*抜粋本文:*
============
山田 松本先生からは「制度の信頼性と個人の信頼感を混同している」と、現状の事故に対する反省の議論が混乱しているというご指摘がありました。私もそれは感じます。例えば、国会事故調の菅直人氏のヒアリングをきっかけに、「菅はけしからんじゃないか」という大報道になりました。私も政治記者として、菅さんが伝統的な意味での大宰相が持つ帝王学や器量にまったく欠ける人物だということは分かり切っているわけですが、そのことと原発事故の責任問題がぐちゃぐちゃになって議論されているのは生産的ではないと思います。この辺、松本先生いかがですか。

松本 はい、その通りです。ちょっと補足をすると、みんな悪気があってやっているわけではなくて、それぞれの現場で頑張っていたはずなんですね。あまり私も偉そうなことは言えませんが、それでも公人として責任をとることがなぜ必要かというと、そのことが制度の信頼性を担保する重要なシグナルだからだと思うのです。

 誰も責任をとっていない制度には、多分誰も乗らないと思うんですよ。なぜならそういう制度だと、次の被害者が自分である可能性が常に開かれているからです。それ(どう責任をとるか)は日本人だけではなく、外国の人も見ているはずなんですね。つまり日本という国がIAEAスケールでは最悪の事故(レベル7)と位置付けられるものに直面して、どういうことをやるのかというのをちょっと言葉は悪いですが鵜の目鷹の目で見ているはずです。そういうつもりで襟を正して動くことがとても求められています。制度の信頼性を高める最大の要因はそこだと思うんです。

 「あなたは制度を信頼しますか」とアンケート調査をして、「信頼する人の割合がこれだけ高くなりました」というのも、それはそれで1つのデータですが、そんなことよりもきちんと責任をとれる制度を作ることが何よりも重要なことではないかと思います。

山田 松本先生は、鈴木先生がご指摘になった「現状は安全神話に回帰しているのではないか」という現状認識についてどんな感想を持っていますか。

松本 多分安全神話の定義にもよると思うのですが、かつてのようにとにかく「絶対安全です」と言わざるを得なかった立場の人は多分つらかっただろうなと思いますが、そういうものは多分これで少し変わってくるかなと思います。

 ただ、別の神話があることを忘れてはいけないと、むしろ言いたいです。神話というものはいつでも作れますし、何かを先に進める時に神話をもってするというのはある意味で便利なんです。私は戦時動員の研究もやったことがあって、戦時動員のプロセスで神話を形成しながら動員していくということは非常に古典的な手法として行われていたんですね。
============
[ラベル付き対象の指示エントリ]

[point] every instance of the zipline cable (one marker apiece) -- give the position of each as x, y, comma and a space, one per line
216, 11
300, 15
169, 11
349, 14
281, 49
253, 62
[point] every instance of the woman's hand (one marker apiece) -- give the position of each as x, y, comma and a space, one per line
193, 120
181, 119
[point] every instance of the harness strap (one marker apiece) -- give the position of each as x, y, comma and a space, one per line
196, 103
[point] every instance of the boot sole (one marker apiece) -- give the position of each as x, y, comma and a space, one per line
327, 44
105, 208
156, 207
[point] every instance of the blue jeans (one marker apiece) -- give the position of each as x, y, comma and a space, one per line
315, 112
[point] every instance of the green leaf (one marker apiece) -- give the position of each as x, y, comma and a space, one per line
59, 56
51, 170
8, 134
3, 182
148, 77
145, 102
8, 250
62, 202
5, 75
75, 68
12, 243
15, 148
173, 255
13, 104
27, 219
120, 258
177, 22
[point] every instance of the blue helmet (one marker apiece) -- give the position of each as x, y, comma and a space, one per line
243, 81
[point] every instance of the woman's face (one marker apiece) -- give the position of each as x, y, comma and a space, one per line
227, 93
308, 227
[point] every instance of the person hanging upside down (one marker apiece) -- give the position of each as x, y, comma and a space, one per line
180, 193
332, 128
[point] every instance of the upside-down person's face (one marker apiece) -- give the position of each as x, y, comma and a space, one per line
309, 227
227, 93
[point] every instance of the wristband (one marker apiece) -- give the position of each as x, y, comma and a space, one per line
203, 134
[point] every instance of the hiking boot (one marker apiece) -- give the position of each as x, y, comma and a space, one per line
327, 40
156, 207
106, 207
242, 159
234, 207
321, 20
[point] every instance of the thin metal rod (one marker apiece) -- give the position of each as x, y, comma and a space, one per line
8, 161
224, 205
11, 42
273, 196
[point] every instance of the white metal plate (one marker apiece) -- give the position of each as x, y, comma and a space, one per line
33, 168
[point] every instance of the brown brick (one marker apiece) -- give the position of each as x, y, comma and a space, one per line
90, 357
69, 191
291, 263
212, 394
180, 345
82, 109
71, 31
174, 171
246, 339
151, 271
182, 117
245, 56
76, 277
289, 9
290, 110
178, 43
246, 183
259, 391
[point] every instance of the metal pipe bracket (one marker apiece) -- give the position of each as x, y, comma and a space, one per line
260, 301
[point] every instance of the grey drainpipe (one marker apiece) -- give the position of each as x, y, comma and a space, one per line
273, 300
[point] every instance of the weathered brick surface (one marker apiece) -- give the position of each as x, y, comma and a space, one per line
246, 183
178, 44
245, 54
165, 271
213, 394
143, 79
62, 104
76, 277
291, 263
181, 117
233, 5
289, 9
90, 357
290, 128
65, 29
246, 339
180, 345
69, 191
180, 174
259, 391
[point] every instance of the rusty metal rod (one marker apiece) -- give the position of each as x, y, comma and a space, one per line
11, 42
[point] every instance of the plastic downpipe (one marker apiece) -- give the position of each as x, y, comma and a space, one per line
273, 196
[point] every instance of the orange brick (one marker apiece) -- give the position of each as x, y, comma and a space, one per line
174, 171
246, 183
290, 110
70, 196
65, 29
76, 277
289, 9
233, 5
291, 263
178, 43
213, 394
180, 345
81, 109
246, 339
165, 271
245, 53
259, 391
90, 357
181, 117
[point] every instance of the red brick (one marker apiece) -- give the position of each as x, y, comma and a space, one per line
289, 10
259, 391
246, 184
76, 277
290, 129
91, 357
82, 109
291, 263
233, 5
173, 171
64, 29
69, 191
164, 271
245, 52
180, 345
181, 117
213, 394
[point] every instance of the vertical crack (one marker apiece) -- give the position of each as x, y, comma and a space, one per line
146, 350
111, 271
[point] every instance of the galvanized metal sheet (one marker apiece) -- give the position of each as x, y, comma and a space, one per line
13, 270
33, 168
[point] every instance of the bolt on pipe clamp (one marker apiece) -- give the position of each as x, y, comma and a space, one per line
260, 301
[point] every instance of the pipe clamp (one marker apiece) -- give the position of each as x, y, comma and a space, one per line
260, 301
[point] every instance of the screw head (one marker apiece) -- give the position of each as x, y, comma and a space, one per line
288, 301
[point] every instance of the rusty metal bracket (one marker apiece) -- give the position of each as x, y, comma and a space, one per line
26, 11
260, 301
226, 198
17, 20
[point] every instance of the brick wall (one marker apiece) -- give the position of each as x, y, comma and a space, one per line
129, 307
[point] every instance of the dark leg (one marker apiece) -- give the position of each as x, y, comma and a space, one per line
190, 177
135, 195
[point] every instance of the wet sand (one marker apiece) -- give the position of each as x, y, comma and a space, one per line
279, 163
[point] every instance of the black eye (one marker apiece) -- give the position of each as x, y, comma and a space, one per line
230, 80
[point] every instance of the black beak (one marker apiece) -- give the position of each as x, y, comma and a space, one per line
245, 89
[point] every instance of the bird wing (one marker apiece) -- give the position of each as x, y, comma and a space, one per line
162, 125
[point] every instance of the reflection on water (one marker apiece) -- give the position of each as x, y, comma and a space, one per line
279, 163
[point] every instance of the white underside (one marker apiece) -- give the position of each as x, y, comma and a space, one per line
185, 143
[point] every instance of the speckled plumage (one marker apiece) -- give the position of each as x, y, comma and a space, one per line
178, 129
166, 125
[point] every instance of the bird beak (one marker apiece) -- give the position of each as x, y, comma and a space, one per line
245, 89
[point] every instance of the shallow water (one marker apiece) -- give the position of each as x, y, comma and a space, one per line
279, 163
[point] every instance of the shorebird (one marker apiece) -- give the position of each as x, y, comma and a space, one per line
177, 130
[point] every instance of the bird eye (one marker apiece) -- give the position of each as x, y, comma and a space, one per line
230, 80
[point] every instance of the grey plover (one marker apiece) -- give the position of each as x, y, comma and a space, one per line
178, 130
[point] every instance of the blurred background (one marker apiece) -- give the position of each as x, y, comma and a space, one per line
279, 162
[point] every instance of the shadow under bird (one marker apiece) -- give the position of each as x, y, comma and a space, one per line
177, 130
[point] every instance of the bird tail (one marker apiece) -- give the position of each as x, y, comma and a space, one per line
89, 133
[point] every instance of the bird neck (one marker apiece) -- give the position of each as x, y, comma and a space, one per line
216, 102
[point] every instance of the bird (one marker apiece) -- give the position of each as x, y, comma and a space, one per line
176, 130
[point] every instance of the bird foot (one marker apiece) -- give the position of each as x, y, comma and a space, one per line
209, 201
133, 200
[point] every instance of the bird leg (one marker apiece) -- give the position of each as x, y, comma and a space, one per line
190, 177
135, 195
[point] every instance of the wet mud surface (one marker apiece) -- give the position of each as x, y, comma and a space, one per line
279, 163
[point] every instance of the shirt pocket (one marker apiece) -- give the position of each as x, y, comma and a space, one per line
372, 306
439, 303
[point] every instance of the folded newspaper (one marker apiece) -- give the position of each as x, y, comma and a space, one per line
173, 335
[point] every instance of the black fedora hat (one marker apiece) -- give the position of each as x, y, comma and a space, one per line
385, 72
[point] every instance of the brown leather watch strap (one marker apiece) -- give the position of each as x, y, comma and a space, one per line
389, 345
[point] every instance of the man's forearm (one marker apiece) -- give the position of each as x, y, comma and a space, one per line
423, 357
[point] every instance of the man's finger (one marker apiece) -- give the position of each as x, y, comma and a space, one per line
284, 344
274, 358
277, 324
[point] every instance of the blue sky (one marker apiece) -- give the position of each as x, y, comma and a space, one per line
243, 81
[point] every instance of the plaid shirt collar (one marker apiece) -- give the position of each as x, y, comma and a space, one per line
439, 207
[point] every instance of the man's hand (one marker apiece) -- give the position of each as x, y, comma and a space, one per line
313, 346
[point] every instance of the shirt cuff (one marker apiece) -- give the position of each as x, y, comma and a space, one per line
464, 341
============
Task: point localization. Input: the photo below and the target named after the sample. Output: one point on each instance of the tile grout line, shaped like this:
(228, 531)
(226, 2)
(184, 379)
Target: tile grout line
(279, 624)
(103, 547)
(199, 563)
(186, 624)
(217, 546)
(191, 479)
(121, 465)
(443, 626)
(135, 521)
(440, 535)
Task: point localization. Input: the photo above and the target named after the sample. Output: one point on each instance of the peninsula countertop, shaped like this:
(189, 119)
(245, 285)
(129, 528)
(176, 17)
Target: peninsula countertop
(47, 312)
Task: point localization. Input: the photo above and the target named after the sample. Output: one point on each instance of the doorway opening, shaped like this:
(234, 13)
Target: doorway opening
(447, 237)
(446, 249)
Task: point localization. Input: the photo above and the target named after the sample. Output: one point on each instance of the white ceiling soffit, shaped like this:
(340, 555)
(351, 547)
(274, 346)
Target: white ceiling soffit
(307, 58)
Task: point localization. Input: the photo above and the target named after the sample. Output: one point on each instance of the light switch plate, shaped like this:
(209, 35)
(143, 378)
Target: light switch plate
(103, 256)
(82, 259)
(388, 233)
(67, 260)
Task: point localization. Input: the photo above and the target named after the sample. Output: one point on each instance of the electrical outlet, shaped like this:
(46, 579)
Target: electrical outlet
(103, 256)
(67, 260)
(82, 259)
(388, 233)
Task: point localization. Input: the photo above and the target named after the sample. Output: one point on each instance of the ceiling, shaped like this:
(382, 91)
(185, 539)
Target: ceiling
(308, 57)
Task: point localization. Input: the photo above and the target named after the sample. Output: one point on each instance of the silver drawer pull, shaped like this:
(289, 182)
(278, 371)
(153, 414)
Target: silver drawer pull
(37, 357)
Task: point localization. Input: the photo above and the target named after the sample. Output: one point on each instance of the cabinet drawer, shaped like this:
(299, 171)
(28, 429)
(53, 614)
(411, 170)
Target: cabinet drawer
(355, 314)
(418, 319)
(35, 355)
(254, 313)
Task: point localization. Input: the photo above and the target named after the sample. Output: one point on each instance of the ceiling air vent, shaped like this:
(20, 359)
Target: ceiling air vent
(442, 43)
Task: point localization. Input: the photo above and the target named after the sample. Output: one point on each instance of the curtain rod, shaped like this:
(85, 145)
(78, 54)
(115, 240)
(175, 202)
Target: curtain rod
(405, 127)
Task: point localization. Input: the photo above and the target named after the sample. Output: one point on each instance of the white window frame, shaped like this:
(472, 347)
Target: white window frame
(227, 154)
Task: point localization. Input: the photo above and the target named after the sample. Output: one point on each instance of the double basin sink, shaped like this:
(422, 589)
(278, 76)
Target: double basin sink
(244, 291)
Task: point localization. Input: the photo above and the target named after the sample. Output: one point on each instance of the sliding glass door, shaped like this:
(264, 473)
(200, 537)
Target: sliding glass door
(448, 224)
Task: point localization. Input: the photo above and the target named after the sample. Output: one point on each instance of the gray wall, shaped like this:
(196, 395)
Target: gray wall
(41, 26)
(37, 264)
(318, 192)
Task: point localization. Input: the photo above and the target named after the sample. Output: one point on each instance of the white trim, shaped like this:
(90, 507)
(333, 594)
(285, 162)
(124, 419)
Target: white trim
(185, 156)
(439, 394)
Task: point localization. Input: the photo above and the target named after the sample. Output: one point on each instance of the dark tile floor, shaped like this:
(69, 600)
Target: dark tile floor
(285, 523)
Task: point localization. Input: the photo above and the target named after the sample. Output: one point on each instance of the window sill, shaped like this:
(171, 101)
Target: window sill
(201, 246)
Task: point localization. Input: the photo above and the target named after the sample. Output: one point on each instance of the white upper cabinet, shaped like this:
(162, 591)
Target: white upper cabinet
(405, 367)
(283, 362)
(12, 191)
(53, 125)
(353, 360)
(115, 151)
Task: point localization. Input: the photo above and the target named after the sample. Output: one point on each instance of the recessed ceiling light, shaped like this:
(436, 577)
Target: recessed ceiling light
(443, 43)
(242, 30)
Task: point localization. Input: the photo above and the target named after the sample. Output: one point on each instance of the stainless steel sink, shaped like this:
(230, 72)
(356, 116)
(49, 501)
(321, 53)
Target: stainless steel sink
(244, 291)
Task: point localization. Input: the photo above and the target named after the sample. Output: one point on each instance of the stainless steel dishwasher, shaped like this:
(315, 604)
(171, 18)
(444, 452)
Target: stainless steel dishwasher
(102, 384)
============
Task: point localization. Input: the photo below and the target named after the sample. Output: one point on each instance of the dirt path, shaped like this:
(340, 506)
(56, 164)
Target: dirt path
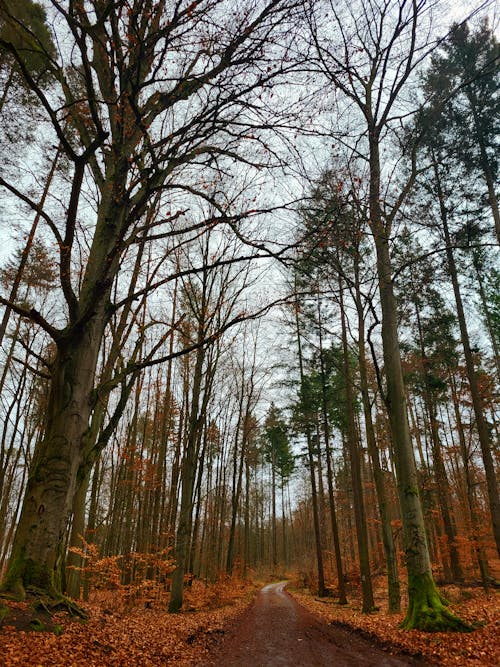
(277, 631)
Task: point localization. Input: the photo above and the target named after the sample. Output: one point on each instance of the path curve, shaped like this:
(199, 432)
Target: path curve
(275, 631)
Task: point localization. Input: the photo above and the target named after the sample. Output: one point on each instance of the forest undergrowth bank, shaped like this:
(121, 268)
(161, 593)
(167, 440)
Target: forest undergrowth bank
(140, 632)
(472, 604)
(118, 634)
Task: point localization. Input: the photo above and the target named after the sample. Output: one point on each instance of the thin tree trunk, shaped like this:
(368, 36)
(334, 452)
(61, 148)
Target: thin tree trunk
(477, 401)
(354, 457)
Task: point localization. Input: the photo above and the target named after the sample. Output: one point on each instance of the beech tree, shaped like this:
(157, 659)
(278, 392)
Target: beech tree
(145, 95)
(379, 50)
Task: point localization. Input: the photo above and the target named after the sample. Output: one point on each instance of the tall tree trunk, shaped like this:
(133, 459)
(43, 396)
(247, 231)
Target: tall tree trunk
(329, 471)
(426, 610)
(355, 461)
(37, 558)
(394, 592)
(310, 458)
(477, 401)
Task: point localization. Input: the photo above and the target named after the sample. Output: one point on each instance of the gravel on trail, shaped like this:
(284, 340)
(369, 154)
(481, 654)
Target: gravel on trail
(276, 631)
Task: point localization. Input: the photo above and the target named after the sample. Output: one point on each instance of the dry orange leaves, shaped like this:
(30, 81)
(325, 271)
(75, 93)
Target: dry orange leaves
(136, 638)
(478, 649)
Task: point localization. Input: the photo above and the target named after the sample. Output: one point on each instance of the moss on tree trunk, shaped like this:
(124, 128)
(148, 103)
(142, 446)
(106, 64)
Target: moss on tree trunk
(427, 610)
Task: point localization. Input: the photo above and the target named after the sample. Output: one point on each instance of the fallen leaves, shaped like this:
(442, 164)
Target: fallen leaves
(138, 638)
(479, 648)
============
*課題:*
原発事故と責任をめぐる対談について、次の問いに答えよ。
1. 松本は、公人として責任をとることがなぜ必要だと述べているか。
2. 日本が直面した事故は、IAEAスケールでどう位置付けられているか。
3. 松本が研究したことがあると述べている分野は何か。

*出力結果:*
1. 制度の信頼性を担保する重要なシグナルだから。
2. 最悪の事故(レベル7)。
3. 戦時動員。